▽
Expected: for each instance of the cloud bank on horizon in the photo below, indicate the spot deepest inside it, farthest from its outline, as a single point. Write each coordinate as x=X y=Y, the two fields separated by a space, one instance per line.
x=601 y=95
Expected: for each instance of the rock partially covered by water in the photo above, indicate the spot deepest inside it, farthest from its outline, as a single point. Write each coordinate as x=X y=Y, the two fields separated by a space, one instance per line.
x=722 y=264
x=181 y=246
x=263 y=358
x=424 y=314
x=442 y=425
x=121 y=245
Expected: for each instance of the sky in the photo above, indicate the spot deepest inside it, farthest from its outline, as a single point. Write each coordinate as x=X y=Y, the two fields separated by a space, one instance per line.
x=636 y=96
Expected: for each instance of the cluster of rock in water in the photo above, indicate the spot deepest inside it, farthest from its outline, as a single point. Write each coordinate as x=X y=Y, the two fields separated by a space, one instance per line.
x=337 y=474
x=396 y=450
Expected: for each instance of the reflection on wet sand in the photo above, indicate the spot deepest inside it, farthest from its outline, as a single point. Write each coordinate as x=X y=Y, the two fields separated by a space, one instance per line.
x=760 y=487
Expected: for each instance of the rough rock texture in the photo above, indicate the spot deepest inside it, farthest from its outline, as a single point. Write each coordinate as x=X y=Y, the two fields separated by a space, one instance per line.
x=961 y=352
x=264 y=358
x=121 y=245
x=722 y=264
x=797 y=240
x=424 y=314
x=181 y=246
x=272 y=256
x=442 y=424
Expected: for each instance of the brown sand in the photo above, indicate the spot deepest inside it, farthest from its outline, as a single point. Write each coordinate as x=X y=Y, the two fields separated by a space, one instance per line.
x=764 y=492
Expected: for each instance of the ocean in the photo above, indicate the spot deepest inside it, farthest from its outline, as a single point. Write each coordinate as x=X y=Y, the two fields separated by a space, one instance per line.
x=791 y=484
△
▽
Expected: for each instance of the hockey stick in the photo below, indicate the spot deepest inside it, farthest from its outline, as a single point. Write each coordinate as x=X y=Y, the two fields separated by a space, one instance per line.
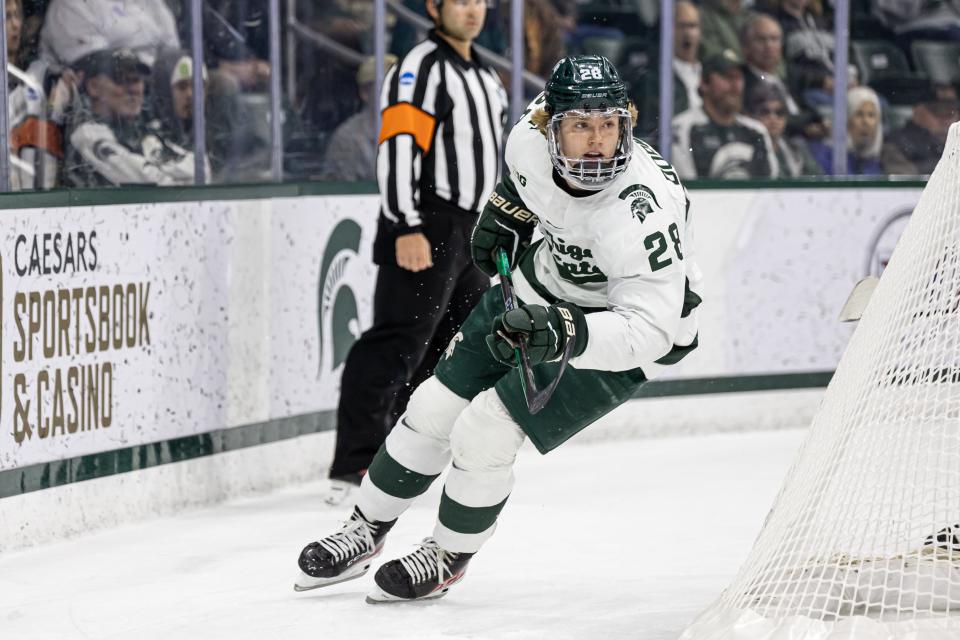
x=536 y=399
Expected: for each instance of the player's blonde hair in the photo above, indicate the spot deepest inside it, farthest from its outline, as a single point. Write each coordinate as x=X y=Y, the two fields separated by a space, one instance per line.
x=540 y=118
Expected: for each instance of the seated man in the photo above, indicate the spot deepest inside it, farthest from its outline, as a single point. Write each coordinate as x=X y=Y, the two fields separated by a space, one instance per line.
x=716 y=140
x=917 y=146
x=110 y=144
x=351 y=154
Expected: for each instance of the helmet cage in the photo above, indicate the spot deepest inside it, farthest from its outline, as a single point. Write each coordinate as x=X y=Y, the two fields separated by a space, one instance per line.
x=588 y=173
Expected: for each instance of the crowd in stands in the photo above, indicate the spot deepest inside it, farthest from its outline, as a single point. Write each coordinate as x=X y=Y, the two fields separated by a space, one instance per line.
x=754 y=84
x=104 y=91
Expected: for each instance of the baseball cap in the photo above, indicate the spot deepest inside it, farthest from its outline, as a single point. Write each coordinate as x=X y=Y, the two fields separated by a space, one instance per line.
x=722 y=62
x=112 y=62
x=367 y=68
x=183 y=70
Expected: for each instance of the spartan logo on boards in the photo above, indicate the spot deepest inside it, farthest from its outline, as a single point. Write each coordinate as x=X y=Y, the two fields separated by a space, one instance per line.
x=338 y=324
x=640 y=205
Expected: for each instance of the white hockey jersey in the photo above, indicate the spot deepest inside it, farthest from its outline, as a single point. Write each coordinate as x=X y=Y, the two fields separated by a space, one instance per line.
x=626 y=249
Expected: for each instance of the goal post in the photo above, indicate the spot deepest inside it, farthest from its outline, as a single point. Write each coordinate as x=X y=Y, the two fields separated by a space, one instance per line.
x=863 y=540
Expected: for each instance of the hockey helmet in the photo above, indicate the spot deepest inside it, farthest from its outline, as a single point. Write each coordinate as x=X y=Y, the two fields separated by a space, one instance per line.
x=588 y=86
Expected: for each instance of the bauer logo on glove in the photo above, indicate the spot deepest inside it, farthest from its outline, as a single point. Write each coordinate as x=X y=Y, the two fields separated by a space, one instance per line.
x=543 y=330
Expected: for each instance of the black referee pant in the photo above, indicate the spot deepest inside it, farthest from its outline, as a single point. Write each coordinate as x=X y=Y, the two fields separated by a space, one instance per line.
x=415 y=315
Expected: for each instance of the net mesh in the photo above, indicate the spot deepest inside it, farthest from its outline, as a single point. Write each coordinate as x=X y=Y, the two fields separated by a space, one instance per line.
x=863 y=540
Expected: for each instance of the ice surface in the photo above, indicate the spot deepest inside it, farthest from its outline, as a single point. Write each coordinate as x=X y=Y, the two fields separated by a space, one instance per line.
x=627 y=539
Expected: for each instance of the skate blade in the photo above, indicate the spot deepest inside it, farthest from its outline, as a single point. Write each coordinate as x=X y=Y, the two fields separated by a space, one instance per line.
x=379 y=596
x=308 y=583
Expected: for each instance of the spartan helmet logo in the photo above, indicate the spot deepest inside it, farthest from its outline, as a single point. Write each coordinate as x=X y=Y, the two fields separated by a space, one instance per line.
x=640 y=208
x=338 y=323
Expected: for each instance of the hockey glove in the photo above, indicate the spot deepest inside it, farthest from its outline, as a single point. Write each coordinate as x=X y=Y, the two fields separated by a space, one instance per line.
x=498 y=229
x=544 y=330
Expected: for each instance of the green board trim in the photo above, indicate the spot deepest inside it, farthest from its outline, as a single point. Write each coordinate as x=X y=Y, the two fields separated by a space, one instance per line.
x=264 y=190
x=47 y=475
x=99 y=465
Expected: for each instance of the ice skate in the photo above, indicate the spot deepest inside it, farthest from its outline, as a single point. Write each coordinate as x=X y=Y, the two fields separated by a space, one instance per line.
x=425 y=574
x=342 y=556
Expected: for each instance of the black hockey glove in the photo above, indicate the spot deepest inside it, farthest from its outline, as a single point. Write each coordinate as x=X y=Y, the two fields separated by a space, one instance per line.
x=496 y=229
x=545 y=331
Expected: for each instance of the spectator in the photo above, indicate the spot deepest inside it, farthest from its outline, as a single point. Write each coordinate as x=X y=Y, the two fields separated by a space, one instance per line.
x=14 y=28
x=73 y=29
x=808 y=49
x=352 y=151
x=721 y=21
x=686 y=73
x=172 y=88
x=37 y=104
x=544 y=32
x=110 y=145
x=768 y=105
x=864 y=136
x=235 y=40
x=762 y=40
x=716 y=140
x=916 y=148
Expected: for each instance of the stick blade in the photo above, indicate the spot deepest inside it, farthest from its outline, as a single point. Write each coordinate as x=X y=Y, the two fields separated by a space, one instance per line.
△
▽
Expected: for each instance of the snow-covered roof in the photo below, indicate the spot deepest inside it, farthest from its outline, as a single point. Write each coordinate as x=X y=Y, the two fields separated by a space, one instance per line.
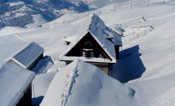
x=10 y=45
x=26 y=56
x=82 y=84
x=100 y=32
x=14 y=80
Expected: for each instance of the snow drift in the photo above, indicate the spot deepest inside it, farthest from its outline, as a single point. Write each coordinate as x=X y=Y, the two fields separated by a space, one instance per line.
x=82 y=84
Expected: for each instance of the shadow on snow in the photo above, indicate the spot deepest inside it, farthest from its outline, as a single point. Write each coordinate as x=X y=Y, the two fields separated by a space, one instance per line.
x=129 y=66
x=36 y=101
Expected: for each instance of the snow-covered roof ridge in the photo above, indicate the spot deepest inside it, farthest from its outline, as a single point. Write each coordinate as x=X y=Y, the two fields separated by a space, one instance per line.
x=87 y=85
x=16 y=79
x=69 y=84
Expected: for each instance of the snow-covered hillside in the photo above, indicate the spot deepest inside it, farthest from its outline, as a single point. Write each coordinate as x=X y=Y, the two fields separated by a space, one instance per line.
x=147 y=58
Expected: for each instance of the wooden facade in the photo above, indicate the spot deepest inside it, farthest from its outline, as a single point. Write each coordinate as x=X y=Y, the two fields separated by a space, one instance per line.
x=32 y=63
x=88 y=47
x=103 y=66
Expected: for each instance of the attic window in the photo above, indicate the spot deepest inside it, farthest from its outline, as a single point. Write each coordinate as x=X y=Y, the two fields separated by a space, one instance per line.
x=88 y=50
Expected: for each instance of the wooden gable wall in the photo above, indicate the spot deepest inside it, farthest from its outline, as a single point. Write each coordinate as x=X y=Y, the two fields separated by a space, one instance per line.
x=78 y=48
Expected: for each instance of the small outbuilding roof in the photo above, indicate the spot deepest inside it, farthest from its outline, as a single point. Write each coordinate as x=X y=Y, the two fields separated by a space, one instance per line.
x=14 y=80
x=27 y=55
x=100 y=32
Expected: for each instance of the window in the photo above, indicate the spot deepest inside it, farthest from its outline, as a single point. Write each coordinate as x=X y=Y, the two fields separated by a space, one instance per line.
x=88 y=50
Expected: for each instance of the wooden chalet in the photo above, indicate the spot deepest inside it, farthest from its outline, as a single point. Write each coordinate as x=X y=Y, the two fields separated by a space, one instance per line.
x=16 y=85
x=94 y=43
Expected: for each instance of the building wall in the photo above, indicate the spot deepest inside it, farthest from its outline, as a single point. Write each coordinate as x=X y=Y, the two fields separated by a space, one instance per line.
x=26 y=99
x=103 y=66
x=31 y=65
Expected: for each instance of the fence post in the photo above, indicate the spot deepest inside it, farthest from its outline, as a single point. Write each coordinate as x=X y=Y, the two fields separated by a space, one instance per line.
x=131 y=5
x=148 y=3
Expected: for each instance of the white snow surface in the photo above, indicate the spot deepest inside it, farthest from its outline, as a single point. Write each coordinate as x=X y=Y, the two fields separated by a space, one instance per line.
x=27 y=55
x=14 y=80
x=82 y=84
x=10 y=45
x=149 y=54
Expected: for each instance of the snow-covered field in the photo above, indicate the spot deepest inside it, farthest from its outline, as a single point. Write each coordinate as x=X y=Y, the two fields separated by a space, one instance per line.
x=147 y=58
△
DIRECTIONS: Using the data above, transcribe the lines that run from the line with "Expected: for each instance of the spectator" to the line with "Expected: for each instance of the stick", both ends kept, and output nothing else.

RESULT OF THE TASK:
Expected: for each instance of the spectator in the photo above, indicate the spot deepest inside it, farthest from its outline, as a single point. Write each coordinate as x=X y=Y, the two fields separated by a space, one instance per line.
x=14 y=28
x=73 y=29
x=808 y=49
x=352 y=151
x=721 y=21
x=686 y=73
x=172 y=88
x=37 y=104
x=544 y=32
x=110 y=145
x=768 y=105
x=864 y=136
x=235 y=40
x=762 y=40
x=716 y=140
x=916 y=148
Expected: for each instance of the stick blade in the photo above, indicate the spot deepest inside it, farthest from its outline, as a single point. Write each coordinate as x=X y=Y, the two fields separated by a space, one instance per line.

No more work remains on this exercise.